Start of Given passage

He attended the German Medicine School in Austria. In 1904, he was confered the title of Doctor Medicinae Universae.
In Prague (in present-day Czech Republic), Verocay dedicated himself to the study of pathologic anatomy.
In 1906, he was distinguished for his performance in the University of Hamburg (Germany).
He became the head of the Pathologic Anatomy Institute in Austria, when Dr. Hans Chiari – considered the most important pathologist in that country – was transferred to the University of Strasbourg (France).
In 1907, José Verocay developed his fundamental work on nervous pathologies, the discovery of the celular structure and genesis of the tumors characteristic of the Reckhighausen disease, which he named neurinomes, known ever since as "Verocay neurinomes" (or "Verocay nodules").
Verocay’s greatest desire was to come back to Uruguay to apply all the knowledge he had acquired in Europe.
He was honored in a postage stamp (image above) issued in Uruguay in December 18th, 1998, along with other two remarkable Uruguayan physicians, Roberto Caldeyro Barcia and José Duomarco.
Ortiz-Hidalgo C. José Verocay. Neurinomas y cuerpos de Verocay y otras contribuciones a la medicina [José Verocay. Neurinomas and Verocay bodies and other contributions to medicine] [Article in Spanish] Rev Neurol. 2004 Sep 1-15;39(5):487-91.

End of Given passage

# Activities:
1. Transcribe the passage on José Verocay from "He became the" up to and including "of Strasbourg (France).".
2. In the passage on José Verocay, rewrite the paragraph beginning "He became the head of the Pathologic Anatomy Institute" more briefly, keeping its main facts.
The material that follows this text is not needed for the work here.

Start of The data

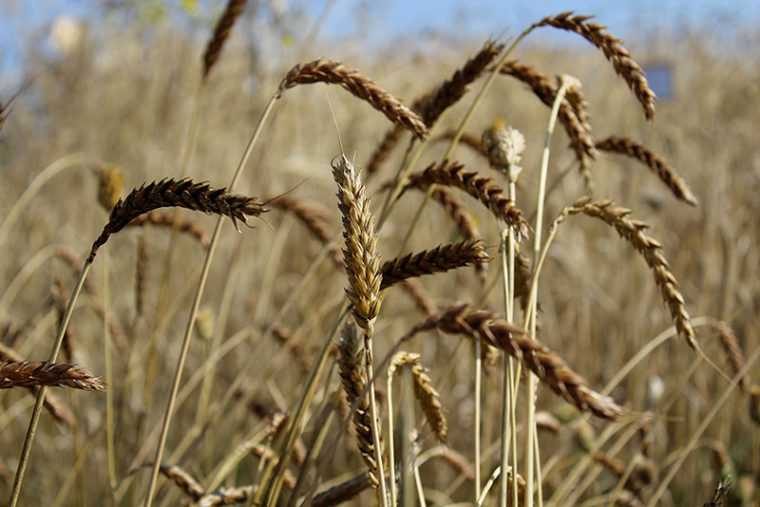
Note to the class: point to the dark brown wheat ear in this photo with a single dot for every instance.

End of The data

# Your written answers:
1.
He became the head of the Pathologic Anatomy Institute in Austria, when Dr. Hans Chiari – considered the most important pathologist in that country – was transferred to the University of Strasbourg (France).

2. He took charge of the Pathologic Anatomy Institute in Austria after Dr. Hans Chiari, regarded as that country's foremost pathologist, moved to the University of Strasbourg in France.